*Required action 1:* Please copy the autism interview from "Related to above" to "from autism research.".
*Required action 2:* From the autism interview, list everything that unimpaired relatives of individuals with autism commonly show in the authors' studies.

━━━━━ Passage shown ━━━━━

Autism is so complex and affects individuals and families in important ways. The communication difficulties experienced in autism in particular, can have reverberating impacts on individuals’ lives. I’ve always been strongly motivated to understand the causes of autism in general and the communication aspects of autism in particular, in order to inform intervention efforts, but also as a way of understanding the biological basis of such complex human abilities.
The more we are learning about the genetics of autism, the clearer it has become that features of autism exist in the population as a whole and can give us tremendous insights into the biological basis of complex human traits such as language and social cognition, or how we think about the social world around us.
What eye-opening or promising developments have you found in the field of autism research? Anything exciting while conducting family studies that involve individuals with autism and their parents?
Related to above – that the genetics of autism is tremendously complex with hundreds of contributing genes that also show variation in the general population and contribute to traits that we all show. In our studies, for example, we have shown that relatives of individuals with autism, who themselves are in no way impaired, commonly show subtle language styles, social traits, and unique neuropsychological profiles that are believed to result from the genes involved in autism. These profiles are evident in all of us to different degrees – some people are more or less sociable, or more or less attuned to different social signals. The prospect that these complex abilities may be influenced by genes involved in autism I find to be a tremendously important insight into the roots and origins of complex human behavior that has come from autism research.
This development has helped us to think more seriously and clearly about autism as well. So, for instance, a related and also very important development has been the broader recognition of the unique strengths in autism and initiatives to develop programs to build on those strengths to improve individuals’ lives and integration into their communities, including independent living. Our NIH-funded projects that are currently underway have potential to provide important findings that can help to tailor and optimize such training programs to focus on the unique strengths in autism, and we’re really excited to work towards translating those findings into action that can increase services and support for individuals with autism.
You mentor graduate students in both Northwestern’s Communications Sciences and Disorders program and Northwestern Feinberg School of Medicine’s Clinical Psychology program. What advice do you give these students, or anyone interested in this important area of study?

━━━━━ Excerpted records ━━━━━

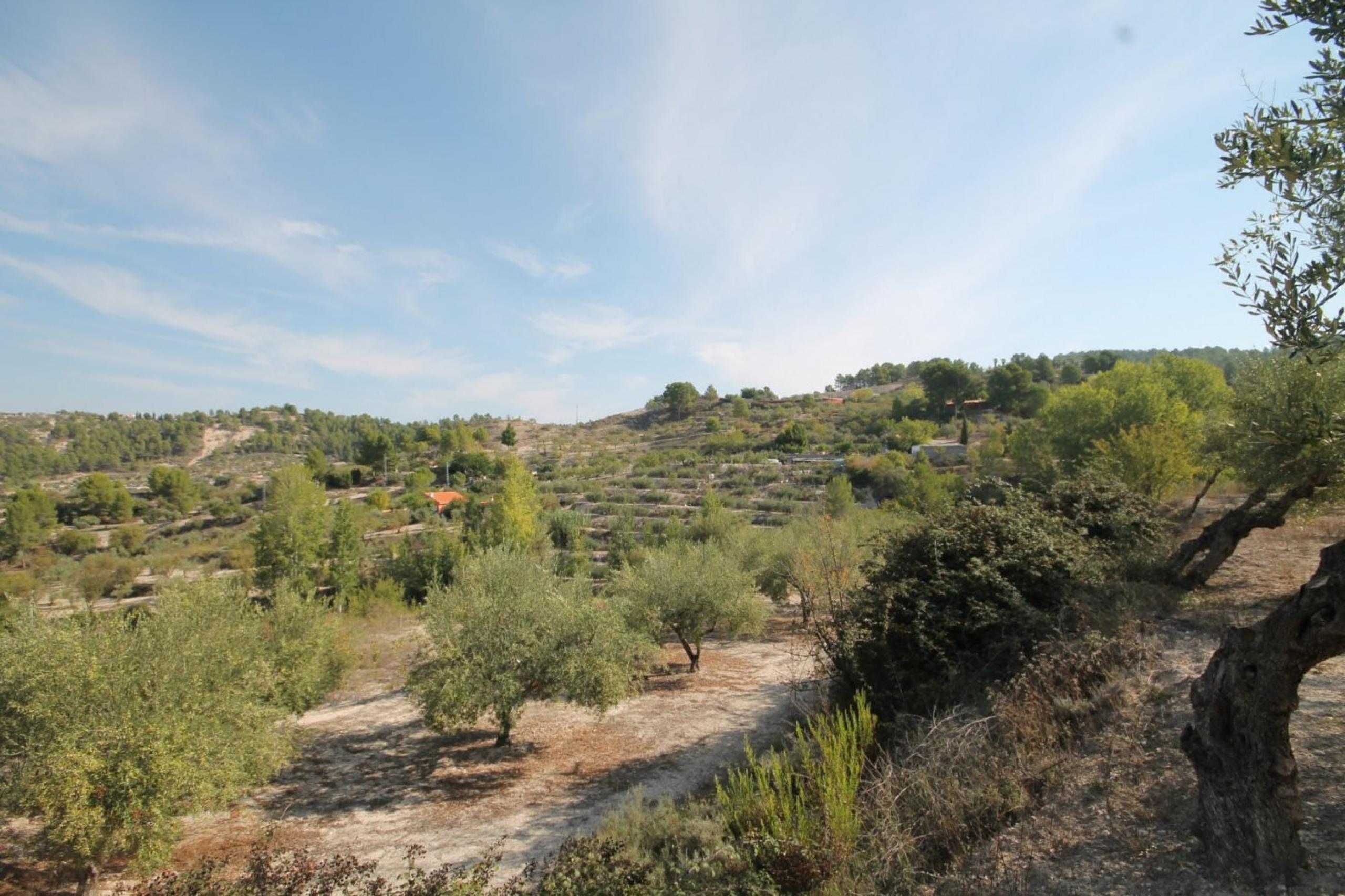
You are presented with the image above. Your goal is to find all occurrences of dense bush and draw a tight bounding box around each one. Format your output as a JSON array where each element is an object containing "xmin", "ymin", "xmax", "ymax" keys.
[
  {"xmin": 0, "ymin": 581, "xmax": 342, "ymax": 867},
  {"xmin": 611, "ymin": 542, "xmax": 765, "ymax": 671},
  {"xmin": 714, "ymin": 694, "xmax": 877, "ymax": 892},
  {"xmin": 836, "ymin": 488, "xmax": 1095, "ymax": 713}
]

━━━━━
━━━━━ Excerpted records ━━━━━

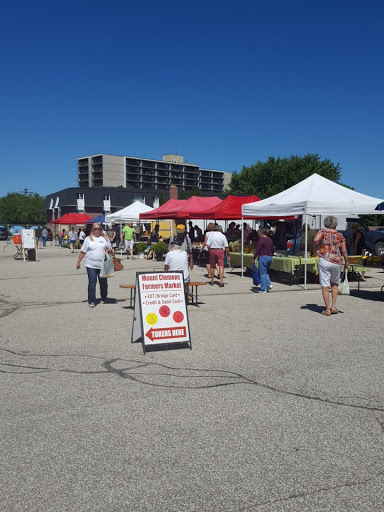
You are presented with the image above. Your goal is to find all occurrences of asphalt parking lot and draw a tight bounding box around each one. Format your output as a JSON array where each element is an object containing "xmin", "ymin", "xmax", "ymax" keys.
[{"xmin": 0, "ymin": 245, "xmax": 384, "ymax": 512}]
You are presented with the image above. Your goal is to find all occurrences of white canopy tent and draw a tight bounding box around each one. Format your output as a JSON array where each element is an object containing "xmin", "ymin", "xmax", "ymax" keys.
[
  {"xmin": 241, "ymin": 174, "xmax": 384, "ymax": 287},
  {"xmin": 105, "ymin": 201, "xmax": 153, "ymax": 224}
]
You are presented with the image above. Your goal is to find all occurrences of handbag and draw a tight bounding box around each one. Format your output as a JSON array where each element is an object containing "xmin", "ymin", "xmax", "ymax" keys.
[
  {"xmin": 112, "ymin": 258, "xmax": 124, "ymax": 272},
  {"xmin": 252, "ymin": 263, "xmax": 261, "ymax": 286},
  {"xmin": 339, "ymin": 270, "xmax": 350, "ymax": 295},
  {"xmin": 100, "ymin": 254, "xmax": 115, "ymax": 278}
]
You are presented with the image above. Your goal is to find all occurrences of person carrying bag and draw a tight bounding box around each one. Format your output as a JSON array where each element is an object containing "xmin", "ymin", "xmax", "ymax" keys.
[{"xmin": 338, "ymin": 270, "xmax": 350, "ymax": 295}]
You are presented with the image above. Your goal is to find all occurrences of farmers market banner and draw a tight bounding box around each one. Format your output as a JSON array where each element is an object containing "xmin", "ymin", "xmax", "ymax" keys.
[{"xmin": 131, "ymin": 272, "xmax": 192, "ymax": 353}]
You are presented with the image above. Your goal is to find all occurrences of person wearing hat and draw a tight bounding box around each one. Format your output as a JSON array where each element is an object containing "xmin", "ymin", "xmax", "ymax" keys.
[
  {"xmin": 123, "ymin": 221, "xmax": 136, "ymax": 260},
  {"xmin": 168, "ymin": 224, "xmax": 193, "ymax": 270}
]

━━━━━
━━━━━ Excerpted records ━━━━━

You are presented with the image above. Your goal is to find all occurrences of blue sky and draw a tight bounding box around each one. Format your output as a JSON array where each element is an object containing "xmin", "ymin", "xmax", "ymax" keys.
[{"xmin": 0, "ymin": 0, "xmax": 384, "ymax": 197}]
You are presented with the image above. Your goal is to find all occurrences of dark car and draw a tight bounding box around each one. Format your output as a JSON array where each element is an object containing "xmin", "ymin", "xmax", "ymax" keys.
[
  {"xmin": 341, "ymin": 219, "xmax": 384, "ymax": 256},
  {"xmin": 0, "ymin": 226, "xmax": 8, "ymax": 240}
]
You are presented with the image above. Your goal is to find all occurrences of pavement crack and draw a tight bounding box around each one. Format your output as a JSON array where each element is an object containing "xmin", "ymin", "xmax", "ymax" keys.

━━━━━

*Result 1:*
Related to above – that the genetics of autism is tremendously complex with hundreds of contributing genes that also show variation in the general population and contribute to traits that we all show. In our studies, for example, we have shown that relatives of individuals with autism, who themselves are in no way impaired, commonly show subtle language styles, social traits, and unique neuropsychological profiles that are believed to result from the genes involved in autism. These profiles are evident in all of us to different degrees – some people are more or less sociable, or more or less attuned to different social signals. The prospect that these complex abilities may be influenced by genes involved in autism I find to be a tremendously important insight into the roots and origins of complex human behavior that has come from autism research.

*Result 2:*
subtle language styles
social traits
unique neuropsychological profiles